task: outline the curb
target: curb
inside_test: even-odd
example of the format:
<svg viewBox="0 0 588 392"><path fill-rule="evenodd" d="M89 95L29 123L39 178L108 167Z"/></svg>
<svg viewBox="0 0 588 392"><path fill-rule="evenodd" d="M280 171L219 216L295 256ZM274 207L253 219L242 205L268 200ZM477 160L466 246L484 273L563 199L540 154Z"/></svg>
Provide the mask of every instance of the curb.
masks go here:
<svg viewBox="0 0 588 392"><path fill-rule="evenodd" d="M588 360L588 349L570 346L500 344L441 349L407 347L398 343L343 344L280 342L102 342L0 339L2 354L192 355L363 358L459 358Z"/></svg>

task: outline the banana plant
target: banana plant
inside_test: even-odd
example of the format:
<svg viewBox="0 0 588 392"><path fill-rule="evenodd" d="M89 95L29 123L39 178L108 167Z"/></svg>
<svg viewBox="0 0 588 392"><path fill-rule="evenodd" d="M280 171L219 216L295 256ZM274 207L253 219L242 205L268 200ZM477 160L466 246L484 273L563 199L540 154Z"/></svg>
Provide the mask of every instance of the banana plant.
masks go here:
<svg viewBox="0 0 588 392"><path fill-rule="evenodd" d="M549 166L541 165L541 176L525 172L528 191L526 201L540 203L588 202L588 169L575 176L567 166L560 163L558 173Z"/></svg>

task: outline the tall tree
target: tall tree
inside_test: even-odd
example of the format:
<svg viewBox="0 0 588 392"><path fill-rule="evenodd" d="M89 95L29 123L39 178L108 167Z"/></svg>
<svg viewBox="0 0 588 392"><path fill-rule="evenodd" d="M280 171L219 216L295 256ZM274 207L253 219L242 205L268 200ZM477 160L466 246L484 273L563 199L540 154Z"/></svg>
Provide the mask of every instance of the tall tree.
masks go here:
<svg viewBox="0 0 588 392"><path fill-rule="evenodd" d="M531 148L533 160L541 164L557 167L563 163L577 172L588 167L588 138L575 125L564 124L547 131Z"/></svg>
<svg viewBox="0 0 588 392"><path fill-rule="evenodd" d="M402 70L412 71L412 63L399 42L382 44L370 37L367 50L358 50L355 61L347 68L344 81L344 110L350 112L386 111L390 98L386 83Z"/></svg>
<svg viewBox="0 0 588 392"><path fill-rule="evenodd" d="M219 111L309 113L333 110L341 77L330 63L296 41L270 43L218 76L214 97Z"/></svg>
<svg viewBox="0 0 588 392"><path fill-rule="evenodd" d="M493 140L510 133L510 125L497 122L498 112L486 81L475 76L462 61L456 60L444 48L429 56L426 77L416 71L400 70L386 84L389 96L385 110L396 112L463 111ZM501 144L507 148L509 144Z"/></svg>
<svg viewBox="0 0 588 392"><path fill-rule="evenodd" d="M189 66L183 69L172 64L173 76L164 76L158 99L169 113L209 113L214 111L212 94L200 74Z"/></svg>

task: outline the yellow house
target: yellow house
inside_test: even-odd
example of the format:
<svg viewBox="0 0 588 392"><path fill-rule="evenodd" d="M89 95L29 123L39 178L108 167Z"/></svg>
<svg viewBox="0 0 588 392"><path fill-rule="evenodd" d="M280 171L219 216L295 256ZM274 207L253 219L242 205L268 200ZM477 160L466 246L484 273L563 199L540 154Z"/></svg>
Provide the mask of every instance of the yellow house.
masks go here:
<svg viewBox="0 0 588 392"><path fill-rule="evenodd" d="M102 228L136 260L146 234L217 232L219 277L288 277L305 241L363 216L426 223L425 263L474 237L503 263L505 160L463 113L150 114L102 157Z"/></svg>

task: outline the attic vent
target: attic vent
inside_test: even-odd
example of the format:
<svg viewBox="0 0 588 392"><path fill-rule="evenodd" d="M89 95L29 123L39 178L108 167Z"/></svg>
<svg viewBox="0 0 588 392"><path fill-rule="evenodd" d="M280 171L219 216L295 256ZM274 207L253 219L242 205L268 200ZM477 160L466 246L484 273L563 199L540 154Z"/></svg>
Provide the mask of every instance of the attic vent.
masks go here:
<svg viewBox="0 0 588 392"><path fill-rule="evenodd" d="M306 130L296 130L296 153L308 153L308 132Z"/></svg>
^^^^^^^^^^^^^^^^
## CHALLENGE:
Reproduce verbatim the part of the listing that opens with the line containing "task: outline the attic vent" and runs through the end of the listing, including both ends.

## OUTPUT BELOW:
task: outline the attic vent
target: attic vent
inside_test: even-odd
example of the format:
<svg viewBox="0 0 588 392"><path fill-rule="evenodd" d="M89 95L29 123L39 178L108 167Z"/></svg>
<svg viewBox="0 0 588 392"><path fill-rule="evenodd" d="M280 171L219 216L295 256ZM274 207L253 219L242 205L268 200ZM477 160L466 246L484 273L563 199L540 154Z"/></svg>
Provide the mask of every instance of the attic vent.
masks go here:
<svg viewBox="0 0 588 392"><path fill-rule="evenodd" d="M306 130L296 130L296 153L308 153L308 132Z"/></svg>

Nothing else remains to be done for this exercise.